[A run of entries]
● ● ● ● ● ● ●

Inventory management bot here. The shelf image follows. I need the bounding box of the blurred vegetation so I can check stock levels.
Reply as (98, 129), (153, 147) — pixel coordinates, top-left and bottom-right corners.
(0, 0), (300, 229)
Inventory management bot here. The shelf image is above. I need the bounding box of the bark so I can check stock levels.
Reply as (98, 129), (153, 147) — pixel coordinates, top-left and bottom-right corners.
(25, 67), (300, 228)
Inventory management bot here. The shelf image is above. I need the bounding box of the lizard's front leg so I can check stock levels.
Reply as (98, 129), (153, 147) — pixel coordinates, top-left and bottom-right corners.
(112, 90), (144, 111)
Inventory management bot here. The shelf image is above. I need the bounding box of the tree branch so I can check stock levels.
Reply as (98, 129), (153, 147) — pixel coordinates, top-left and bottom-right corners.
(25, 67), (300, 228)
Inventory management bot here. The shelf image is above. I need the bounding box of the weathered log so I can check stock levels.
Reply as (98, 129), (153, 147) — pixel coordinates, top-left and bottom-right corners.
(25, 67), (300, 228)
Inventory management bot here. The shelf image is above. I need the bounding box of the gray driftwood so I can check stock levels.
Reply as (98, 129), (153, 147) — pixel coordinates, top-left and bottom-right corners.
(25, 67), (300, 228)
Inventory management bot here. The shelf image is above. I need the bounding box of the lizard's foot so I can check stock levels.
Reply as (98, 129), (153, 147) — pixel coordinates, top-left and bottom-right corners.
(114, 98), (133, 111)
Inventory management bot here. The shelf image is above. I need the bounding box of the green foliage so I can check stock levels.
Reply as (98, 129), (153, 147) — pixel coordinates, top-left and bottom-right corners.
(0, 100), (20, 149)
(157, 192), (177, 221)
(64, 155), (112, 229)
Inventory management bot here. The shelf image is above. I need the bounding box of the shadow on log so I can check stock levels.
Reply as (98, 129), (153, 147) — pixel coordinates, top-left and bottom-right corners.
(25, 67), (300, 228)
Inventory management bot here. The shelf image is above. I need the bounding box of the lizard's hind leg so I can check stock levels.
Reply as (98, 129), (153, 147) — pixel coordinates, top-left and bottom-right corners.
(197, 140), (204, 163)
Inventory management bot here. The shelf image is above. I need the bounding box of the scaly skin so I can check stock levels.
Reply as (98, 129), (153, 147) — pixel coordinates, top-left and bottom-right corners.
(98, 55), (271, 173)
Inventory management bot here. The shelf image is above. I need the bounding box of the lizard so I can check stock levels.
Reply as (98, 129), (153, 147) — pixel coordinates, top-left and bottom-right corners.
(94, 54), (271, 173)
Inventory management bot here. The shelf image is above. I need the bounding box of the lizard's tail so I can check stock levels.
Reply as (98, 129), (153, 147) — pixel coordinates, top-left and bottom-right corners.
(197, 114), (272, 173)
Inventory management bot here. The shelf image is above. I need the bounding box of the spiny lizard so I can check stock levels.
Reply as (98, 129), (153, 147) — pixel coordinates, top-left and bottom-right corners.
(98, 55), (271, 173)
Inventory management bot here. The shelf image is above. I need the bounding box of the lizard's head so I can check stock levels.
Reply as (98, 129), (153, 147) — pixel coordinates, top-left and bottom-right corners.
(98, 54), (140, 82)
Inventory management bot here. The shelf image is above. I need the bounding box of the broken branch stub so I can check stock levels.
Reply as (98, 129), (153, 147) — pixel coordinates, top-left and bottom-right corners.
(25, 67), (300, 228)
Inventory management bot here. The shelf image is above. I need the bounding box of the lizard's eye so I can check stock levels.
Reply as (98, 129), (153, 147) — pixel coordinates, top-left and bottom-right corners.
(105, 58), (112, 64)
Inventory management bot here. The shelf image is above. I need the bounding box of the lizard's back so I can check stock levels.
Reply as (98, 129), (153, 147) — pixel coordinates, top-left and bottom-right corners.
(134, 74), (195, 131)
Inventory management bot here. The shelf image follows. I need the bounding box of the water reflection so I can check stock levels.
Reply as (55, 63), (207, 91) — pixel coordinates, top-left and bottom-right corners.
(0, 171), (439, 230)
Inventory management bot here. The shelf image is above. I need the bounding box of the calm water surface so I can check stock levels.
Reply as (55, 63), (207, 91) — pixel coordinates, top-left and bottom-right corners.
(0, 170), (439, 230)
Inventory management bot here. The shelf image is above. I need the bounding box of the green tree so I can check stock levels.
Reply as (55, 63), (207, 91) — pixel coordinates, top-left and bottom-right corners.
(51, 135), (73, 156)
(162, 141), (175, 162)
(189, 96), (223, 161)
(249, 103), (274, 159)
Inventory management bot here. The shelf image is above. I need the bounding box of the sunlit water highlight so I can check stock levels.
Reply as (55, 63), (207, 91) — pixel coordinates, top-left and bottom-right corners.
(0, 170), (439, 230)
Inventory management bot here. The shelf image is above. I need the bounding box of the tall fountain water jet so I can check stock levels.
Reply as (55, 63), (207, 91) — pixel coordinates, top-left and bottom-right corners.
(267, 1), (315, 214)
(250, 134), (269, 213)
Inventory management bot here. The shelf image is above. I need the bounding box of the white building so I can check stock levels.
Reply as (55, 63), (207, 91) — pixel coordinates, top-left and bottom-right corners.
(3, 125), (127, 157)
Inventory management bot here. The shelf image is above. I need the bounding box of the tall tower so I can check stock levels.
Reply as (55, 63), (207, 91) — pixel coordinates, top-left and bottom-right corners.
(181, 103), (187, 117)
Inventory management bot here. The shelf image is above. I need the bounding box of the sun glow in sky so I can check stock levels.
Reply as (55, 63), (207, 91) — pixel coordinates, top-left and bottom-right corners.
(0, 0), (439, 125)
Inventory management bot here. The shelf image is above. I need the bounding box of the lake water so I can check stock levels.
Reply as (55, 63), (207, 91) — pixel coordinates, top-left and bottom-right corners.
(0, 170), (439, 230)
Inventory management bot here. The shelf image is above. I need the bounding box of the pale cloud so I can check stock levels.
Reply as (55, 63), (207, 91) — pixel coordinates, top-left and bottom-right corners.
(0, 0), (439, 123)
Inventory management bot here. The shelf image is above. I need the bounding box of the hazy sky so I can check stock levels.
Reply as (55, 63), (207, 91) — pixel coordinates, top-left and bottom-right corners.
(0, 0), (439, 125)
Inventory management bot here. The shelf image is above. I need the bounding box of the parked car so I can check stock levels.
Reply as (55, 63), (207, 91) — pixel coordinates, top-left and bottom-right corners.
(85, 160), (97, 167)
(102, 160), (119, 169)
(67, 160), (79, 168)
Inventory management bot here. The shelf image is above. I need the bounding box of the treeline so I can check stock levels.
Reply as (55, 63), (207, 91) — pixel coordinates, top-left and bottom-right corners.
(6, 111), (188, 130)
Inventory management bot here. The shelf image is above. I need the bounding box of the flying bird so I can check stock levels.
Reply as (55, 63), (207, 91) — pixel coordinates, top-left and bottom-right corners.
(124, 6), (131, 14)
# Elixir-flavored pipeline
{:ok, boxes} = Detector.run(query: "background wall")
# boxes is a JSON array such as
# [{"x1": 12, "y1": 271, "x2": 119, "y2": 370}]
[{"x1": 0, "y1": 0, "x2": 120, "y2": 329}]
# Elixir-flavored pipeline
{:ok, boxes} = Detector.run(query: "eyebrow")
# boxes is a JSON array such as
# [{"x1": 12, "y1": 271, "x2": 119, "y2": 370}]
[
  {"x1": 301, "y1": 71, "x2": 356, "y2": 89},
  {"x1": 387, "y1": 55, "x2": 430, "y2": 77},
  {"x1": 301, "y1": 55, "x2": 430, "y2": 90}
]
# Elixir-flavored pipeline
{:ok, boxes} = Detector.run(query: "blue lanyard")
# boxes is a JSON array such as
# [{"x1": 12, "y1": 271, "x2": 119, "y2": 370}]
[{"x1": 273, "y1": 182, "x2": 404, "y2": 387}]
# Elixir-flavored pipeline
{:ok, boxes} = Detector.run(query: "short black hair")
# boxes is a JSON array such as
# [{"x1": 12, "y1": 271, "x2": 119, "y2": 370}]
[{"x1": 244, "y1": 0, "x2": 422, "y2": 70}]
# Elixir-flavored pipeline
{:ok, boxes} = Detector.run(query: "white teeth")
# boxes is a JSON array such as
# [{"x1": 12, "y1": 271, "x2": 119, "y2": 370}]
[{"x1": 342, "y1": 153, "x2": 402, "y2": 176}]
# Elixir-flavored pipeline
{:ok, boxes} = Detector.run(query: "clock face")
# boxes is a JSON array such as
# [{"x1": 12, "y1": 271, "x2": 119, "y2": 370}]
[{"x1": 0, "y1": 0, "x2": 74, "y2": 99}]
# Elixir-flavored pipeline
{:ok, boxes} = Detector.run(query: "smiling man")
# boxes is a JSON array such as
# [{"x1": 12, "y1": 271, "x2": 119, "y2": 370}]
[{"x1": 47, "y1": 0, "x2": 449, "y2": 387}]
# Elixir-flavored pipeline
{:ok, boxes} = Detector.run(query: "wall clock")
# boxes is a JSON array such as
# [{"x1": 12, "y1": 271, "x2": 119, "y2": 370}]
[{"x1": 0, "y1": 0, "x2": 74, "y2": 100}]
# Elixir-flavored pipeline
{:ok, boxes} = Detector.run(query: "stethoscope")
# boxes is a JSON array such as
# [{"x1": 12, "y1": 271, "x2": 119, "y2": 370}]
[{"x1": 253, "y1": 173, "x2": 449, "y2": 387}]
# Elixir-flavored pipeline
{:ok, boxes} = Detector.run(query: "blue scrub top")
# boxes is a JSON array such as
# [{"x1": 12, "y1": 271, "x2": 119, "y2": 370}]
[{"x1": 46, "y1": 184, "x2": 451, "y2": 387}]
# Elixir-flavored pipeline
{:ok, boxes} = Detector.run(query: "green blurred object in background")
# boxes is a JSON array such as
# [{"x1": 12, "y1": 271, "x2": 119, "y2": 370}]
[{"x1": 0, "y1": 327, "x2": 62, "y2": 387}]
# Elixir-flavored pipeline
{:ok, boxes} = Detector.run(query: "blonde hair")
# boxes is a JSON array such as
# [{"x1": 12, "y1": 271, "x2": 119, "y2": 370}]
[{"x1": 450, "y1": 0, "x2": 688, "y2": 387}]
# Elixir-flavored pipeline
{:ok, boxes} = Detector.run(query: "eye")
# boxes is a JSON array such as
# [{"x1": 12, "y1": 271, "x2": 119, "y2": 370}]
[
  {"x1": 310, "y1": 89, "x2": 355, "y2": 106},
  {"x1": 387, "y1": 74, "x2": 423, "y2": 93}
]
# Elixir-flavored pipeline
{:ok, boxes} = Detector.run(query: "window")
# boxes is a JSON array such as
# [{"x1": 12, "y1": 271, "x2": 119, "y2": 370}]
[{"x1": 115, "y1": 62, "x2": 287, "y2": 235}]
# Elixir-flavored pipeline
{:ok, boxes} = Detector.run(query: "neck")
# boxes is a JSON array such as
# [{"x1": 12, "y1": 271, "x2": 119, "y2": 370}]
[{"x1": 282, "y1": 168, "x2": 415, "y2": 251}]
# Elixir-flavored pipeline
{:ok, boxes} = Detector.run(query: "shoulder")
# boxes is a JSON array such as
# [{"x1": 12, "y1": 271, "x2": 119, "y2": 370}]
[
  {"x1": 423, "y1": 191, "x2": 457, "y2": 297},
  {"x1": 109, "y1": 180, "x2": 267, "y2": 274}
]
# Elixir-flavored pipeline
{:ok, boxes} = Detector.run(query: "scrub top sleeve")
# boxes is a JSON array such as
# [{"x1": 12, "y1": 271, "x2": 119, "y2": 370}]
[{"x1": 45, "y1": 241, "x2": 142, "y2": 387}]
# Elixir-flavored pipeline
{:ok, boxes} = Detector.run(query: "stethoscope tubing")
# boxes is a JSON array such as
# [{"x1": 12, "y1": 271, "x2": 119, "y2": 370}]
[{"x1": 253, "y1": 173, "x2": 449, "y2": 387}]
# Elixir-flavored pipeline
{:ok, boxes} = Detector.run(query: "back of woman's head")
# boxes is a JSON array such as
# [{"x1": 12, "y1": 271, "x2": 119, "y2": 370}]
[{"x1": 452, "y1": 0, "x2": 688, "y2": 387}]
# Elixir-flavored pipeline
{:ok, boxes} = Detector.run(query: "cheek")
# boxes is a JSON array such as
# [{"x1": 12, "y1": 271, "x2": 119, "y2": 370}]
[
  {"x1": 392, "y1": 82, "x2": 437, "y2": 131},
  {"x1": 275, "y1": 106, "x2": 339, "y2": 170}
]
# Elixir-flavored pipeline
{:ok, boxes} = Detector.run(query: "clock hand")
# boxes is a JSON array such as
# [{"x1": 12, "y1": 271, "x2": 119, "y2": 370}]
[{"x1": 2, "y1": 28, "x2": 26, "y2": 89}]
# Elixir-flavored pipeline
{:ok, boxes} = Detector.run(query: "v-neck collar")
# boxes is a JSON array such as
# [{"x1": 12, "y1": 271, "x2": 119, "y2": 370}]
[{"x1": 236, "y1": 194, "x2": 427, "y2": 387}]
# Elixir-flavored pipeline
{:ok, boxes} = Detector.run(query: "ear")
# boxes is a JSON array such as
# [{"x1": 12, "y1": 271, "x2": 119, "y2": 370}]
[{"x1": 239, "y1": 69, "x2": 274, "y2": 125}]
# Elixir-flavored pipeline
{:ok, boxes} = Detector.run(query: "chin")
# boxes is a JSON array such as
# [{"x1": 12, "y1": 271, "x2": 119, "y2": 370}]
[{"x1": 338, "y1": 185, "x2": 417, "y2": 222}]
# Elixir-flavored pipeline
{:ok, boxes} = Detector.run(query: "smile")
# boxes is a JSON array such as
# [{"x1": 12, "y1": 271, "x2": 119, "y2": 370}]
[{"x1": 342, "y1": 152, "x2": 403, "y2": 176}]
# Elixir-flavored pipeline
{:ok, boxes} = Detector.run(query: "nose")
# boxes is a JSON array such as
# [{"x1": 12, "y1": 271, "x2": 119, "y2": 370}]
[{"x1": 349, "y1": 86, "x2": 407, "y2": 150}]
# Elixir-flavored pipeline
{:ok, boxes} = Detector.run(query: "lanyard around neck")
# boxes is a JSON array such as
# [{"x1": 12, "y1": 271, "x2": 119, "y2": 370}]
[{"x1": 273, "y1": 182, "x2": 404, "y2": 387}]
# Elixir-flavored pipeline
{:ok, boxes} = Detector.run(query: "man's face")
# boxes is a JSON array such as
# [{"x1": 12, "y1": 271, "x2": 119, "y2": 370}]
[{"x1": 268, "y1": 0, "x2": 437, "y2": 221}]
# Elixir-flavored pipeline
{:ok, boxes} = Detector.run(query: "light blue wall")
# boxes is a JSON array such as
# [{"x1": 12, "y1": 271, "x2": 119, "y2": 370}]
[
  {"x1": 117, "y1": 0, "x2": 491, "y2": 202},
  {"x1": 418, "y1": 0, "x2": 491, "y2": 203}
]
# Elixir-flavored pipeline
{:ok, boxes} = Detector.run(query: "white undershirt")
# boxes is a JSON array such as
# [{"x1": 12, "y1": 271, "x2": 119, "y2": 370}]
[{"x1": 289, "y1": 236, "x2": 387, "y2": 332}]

● ● ● ● ● ● ●

• _Task details_
Write out the entries from their first line through the line containing "(112, 90), (144, 111)", including both ends. Reproduce each line without any change.

• _Exercise result_
Inventory management bot here. The shelf image follows. I need the bounding box of the blurred vegetation so I can check stock levels.
Reply as (98, 129), (153, 147) — pixel coordinates, top-left and bottom-right corners.
(0, 0), (300, 229)
Inventory management bot here. The shelf image is above. I need the bounding box of the bark so I can check stock levels.
Reply as (98, 129), (153, 147) — pixel coordinates, top-left and bottom-right corners.
(25, 67), (300, 228)
Inventory management bot here. The shelf image is above. I need the bounding box of the lizard's front leg so I can check stock levels.
Reply as (98, 129), (153, 147) — pixel coordinates, top-left and bottom-right corners.
(112, 90), (144, 111)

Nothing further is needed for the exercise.